→ Excerpts of pointing data
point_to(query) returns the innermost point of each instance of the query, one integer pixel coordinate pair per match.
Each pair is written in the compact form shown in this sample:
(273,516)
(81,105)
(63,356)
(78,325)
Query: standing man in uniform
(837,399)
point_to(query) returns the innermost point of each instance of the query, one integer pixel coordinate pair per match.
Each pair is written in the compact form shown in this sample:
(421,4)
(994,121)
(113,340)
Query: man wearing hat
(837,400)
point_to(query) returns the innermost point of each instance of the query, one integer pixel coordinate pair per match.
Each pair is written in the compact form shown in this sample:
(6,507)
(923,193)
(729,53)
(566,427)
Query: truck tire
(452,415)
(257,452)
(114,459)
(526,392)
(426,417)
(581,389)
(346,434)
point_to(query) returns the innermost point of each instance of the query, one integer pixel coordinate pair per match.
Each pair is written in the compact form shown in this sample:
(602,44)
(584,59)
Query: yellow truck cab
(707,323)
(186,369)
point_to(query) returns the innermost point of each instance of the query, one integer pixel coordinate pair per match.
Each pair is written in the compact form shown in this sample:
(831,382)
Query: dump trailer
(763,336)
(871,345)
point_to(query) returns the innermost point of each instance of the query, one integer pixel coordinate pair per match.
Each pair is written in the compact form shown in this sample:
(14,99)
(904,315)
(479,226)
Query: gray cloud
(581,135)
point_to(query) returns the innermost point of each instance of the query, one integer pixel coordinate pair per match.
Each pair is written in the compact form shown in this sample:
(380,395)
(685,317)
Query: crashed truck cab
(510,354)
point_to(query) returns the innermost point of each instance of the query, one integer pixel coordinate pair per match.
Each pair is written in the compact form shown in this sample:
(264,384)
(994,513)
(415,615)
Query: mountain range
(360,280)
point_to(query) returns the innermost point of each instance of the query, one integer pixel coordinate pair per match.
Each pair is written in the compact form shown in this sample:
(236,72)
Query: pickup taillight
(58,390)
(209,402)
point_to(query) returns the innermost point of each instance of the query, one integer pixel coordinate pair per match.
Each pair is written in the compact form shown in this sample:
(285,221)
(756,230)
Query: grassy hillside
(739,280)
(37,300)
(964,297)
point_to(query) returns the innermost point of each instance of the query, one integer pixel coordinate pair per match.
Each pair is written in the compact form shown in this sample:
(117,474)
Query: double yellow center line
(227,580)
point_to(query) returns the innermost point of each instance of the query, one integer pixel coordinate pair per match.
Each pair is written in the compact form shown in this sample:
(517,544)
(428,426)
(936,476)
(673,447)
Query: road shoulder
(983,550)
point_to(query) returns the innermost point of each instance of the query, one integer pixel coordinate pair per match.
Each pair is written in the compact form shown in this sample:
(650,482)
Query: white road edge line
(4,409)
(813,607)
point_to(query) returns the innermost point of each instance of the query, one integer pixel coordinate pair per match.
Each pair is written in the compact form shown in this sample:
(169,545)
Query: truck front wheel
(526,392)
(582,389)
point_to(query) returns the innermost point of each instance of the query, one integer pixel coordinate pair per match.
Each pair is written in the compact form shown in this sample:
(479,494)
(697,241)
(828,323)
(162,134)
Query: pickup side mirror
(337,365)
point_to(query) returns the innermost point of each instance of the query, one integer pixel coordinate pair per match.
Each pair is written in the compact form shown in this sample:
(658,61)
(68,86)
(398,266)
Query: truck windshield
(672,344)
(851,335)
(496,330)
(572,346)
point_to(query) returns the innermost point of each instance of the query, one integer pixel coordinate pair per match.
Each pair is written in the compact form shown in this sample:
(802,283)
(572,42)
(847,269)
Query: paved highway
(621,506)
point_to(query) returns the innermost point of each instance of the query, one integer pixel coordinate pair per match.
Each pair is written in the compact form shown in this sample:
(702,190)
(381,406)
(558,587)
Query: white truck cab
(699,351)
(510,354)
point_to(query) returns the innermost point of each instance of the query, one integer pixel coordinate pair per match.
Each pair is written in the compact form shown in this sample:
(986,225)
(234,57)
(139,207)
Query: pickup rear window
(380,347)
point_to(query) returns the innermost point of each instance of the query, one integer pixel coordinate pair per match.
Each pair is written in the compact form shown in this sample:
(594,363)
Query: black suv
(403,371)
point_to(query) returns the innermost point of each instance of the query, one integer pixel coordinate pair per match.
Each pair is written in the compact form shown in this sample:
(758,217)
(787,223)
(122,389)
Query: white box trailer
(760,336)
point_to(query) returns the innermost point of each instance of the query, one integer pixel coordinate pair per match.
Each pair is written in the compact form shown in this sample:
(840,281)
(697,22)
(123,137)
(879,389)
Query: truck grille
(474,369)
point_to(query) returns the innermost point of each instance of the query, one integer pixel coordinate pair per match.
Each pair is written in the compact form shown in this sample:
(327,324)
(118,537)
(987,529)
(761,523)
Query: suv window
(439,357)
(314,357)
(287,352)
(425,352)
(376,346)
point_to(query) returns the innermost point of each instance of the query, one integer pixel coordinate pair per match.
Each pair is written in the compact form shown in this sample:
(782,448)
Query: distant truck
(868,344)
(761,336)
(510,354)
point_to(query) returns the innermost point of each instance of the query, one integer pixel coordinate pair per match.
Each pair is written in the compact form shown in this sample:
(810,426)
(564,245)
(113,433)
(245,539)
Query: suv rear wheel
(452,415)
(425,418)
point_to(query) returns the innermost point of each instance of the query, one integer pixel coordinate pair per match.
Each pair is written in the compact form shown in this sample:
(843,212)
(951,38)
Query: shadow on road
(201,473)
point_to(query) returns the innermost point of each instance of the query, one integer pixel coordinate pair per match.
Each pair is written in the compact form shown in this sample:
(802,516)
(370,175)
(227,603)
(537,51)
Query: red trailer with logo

→ WHAT THE TASK ASKS
Find every line above that contains the word "wheel", with case counting, and copy each of those lines.

→ WRITTEN SOLUTION
Query: truck front wheel
Query: suv rear wheel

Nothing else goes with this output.